** WHAT TO PRODUCE **
Copy the items below word for word, omitting the pictures.

## Begin ENTRIES PROVIDED

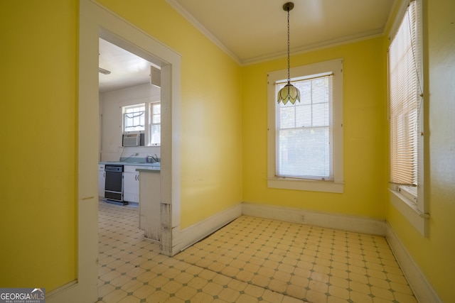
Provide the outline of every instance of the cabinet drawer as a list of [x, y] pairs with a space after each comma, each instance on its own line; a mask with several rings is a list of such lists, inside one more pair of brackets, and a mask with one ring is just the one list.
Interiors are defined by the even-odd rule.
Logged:
[[123, 171], [125, 172], [137, 172], [136, 171], [136, 168], [139, 168], [140, 166], [135, 165], [124, 165], [123, 167]]

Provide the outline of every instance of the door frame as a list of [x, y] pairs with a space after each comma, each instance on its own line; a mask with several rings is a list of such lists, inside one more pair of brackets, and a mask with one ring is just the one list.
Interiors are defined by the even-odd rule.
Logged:
[[102, 38], [161, 67], [161, 252], [172, 255], [180, 224], [181, 56], [92, 0], [80, 1], [77, 280], [50, 292], [49, 303], [98, 299], [98, 48]]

## End ENTRIES PROVIDED

** SOLUTION FOR THIS EXERCISE **
Provide the outline of every instance of the cabinet drawer as a list of [x, y] pairs with a space after each comma, each instance on its own line; a mask with several rings is a list of such lists, inside one more pair of brackets, and a mask with one ring is just the one list.
Interiors are defined by the even-odd rule.
Logged:
[[123, 171], [125, 172], [137, 172], [136, 171], [136, 168], [139, 168], [140, 166], [135, 165], [124, 165], [123, 167]]

Provide the outline of every instance of the door frame as a list of [x, y] pairs with a space after each comma, each instance on its own line; a mask with several rings is a list of such lists, inside one more pair of brackets, and a mask with one ring is just the one list.
Interiors are defined by the even-odd rule.
Logged:
[[102, 38], [161, 67], [161, 252], [172, 255], [180, 224], [181, 56], [92, 0], [80, 1], [77, 280], [50, 292], [49, 303], [98, 299], [98, 48]]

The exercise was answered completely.